*PROBLEM DETAILS*: Provide the number of lines in the records that hold the string "weed", without any other words.

*Saved entries*:
+---+

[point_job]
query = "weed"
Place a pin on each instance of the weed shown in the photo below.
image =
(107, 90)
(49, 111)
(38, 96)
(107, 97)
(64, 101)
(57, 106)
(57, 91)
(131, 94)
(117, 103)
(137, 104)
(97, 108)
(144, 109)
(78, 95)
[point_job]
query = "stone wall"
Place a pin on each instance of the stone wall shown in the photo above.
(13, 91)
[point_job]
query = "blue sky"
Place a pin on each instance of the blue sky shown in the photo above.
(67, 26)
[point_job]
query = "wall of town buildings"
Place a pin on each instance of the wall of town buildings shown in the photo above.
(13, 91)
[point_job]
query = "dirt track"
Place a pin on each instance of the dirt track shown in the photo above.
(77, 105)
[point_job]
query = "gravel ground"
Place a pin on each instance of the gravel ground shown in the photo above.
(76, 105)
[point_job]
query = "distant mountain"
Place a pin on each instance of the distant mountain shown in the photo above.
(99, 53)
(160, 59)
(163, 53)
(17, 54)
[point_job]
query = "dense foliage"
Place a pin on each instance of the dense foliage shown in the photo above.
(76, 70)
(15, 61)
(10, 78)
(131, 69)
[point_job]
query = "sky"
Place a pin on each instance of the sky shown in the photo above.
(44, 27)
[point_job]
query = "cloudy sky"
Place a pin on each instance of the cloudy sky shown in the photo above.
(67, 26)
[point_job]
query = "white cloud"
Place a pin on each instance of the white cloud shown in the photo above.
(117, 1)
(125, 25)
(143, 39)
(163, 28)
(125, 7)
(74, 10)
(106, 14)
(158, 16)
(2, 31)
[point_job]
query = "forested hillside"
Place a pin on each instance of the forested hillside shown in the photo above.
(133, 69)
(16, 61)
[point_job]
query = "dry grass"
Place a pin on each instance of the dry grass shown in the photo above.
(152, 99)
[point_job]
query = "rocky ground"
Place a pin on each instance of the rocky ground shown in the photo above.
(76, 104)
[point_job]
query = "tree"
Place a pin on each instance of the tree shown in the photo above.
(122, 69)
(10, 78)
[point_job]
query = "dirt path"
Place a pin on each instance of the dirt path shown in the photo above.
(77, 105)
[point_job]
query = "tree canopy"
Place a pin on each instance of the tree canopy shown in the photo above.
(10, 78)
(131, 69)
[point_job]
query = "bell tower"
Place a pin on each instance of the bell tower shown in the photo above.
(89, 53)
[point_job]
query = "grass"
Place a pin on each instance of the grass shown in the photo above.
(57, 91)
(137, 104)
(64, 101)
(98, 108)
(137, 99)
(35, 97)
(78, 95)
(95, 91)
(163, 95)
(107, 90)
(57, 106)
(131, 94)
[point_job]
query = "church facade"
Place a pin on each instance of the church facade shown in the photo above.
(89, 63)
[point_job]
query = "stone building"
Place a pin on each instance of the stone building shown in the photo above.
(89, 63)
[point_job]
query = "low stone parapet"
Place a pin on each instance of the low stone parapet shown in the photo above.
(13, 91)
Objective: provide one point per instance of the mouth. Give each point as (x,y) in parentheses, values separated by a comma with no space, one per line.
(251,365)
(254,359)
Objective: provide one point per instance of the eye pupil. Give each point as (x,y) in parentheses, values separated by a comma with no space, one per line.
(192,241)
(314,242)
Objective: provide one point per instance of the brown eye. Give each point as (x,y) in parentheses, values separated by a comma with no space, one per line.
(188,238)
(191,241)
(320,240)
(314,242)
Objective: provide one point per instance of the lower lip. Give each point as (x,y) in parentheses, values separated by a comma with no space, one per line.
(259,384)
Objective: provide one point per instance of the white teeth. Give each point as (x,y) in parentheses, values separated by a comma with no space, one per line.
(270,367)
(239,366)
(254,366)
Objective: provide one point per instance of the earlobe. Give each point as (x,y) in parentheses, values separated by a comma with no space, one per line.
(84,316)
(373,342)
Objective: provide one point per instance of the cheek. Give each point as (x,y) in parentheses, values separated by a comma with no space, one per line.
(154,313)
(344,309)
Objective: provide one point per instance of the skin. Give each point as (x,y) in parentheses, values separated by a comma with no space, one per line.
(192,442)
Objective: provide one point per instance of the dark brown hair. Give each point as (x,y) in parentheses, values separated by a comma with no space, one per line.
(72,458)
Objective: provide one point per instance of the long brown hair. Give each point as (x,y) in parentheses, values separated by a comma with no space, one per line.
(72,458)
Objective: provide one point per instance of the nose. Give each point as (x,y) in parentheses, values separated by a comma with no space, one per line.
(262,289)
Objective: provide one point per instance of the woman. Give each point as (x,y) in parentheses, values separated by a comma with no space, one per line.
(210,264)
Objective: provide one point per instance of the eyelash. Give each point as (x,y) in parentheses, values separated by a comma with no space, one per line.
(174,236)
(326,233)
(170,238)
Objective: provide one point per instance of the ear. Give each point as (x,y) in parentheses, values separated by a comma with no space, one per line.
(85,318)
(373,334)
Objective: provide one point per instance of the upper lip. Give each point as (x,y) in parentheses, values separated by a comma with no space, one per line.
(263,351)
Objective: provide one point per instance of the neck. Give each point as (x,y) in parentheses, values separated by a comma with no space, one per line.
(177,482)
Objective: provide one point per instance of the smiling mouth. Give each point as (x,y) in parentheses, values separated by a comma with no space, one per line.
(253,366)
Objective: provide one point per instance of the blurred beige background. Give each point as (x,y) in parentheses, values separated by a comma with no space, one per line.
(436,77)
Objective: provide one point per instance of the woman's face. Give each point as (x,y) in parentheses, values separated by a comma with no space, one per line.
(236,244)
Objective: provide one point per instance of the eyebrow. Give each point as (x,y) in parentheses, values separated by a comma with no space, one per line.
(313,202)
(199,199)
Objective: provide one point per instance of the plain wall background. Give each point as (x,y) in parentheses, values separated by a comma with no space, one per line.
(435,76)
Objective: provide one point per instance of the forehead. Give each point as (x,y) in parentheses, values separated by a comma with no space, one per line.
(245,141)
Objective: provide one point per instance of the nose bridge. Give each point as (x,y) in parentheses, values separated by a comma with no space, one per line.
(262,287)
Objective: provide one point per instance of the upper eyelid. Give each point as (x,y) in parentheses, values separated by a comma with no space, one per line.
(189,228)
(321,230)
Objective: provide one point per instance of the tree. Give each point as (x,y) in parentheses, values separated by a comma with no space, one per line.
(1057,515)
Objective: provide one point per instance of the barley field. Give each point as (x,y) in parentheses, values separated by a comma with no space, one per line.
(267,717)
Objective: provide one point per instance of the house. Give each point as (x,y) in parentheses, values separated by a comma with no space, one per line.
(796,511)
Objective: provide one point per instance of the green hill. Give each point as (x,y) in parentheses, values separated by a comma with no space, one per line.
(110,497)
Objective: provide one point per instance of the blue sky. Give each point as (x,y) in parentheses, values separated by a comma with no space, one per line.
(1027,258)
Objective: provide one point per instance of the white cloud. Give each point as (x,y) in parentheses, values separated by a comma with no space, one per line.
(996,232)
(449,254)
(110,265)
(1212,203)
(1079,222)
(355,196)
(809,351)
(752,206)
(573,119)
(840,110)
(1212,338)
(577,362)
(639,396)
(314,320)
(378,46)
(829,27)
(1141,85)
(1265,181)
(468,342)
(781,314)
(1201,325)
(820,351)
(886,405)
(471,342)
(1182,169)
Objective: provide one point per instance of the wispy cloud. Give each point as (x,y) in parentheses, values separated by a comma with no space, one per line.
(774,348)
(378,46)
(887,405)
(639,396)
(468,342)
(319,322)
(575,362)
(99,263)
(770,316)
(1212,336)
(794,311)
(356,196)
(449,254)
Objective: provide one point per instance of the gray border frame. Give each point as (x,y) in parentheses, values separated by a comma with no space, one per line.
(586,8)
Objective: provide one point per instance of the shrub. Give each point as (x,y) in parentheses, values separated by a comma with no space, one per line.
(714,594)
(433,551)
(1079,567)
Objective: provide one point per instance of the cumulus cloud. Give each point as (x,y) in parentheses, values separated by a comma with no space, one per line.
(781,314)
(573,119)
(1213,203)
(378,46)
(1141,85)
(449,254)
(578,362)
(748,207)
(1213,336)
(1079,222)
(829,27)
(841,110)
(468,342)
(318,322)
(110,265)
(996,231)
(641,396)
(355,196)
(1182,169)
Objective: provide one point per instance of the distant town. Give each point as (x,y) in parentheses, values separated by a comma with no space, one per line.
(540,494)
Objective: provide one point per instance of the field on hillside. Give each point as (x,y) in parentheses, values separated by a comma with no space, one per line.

+---+

*ANSWER SECTION*: 2